[start of Extracted entries]

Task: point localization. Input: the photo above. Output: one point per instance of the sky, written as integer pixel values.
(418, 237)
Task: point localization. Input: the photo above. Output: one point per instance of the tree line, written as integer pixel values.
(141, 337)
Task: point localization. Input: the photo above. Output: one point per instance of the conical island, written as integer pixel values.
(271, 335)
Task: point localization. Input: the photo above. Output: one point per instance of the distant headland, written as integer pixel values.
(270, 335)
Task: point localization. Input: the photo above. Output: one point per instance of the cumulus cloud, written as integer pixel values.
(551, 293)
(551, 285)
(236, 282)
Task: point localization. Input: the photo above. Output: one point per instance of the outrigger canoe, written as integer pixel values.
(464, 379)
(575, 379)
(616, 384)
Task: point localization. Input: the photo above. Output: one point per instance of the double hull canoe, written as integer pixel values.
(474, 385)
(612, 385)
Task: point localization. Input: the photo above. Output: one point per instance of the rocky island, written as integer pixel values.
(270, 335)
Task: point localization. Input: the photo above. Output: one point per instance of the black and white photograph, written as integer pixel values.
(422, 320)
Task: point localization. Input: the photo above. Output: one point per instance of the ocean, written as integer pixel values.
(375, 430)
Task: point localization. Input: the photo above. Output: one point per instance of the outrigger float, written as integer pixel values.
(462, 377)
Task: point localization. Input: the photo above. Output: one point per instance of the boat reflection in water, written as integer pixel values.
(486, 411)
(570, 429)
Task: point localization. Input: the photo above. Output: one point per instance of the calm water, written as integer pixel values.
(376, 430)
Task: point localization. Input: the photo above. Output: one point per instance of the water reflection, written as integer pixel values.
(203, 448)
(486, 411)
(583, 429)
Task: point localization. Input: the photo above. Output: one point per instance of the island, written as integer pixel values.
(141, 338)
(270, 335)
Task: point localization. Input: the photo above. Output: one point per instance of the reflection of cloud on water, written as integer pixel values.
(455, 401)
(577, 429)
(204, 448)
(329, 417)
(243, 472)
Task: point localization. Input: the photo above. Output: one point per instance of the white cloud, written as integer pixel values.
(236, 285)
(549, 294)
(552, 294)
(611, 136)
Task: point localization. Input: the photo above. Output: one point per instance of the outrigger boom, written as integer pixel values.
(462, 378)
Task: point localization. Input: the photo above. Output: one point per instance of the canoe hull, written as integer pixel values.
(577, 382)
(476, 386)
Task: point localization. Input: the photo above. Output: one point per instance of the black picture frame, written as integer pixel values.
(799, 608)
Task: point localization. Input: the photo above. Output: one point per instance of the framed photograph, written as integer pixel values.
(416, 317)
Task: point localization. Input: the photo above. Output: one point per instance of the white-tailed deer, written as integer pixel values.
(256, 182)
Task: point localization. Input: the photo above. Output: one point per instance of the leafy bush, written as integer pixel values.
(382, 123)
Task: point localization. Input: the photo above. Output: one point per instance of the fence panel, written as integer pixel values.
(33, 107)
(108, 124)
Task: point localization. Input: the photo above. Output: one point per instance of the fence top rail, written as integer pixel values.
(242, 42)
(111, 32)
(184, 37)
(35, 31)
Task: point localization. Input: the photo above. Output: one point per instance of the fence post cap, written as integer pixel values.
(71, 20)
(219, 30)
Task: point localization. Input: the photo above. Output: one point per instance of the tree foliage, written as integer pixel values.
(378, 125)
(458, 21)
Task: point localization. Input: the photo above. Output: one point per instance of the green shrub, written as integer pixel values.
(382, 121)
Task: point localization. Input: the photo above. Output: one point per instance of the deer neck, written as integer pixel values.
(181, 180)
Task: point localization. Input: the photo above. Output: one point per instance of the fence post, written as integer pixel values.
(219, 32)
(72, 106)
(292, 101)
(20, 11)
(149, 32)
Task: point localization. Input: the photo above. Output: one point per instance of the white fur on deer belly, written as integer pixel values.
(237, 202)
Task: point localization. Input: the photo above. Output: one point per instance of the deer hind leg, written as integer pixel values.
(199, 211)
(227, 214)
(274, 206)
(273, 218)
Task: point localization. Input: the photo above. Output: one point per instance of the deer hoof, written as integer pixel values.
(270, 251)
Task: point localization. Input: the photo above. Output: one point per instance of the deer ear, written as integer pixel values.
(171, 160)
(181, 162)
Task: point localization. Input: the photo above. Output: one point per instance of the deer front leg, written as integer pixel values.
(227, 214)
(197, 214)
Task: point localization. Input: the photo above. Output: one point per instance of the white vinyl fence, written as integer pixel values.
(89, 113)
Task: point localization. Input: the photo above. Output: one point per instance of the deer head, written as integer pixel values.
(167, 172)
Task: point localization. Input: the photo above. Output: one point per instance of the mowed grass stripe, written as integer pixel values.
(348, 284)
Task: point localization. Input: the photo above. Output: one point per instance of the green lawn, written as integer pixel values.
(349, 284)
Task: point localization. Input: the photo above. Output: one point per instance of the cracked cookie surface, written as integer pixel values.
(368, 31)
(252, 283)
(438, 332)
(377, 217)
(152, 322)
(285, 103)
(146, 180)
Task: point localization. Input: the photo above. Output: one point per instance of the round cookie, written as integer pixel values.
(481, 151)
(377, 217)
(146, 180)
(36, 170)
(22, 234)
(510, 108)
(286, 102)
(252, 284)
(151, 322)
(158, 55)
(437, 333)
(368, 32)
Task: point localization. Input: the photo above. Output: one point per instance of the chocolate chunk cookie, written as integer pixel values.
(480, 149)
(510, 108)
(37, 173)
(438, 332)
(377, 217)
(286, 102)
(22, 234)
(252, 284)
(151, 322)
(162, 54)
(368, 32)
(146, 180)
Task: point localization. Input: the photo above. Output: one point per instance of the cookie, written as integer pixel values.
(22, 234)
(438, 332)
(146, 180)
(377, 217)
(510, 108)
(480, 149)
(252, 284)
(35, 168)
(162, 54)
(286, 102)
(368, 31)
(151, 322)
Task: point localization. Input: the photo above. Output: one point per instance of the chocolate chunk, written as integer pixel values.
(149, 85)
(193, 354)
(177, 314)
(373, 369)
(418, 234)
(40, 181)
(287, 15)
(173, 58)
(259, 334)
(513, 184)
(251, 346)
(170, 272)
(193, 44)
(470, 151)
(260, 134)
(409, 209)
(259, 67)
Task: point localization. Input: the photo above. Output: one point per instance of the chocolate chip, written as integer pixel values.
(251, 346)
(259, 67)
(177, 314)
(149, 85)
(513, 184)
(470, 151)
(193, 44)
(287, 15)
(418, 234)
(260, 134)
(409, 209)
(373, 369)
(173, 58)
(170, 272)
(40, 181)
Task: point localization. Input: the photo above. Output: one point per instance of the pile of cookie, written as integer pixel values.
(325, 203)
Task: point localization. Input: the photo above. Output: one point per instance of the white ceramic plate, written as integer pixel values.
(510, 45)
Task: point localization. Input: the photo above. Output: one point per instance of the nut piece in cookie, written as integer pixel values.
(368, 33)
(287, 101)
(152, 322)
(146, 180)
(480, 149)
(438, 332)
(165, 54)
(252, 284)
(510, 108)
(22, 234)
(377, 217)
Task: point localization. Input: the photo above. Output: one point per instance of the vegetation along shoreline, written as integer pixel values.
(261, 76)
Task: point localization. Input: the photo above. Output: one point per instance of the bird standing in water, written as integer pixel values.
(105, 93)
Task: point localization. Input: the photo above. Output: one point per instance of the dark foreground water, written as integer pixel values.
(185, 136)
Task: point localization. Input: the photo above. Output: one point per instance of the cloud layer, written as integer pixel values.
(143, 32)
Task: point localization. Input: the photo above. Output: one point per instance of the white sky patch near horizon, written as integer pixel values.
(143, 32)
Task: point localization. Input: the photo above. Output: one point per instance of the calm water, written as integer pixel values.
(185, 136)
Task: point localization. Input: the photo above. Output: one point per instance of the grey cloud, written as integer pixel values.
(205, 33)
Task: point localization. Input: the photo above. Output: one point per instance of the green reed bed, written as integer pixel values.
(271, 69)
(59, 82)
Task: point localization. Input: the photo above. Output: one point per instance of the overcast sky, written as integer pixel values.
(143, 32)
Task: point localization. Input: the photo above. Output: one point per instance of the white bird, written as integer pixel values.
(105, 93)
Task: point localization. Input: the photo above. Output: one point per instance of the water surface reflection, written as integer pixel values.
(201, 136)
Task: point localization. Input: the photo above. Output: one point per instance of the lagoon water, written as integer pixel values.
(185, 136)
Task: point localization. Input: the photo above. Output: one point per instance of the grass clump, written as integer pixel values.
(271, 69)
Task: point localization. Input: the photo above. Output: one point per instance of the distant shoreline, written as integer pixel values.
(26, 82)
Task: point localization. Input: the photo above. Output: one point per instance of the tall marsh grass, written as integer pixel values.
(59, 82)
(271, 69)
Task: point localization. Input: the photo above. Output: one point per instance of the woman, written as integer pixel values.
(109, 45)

[end of Extracted entries]

What you will do =>
Please reproduce the listing above word for word, from the line containing "grass, written as integer pixel values." through the last line of the listing, both included.

Exercise solution =>
Task: point localization. Input: the photo above. Output: one point per instance of the tall marsh grass, written as integer pixel values.
(59, 82)
(271, 69)
Task: point localization. Input: the photo above. Output: one point per instance of the woman, written as integer pixel values.
(109, 45)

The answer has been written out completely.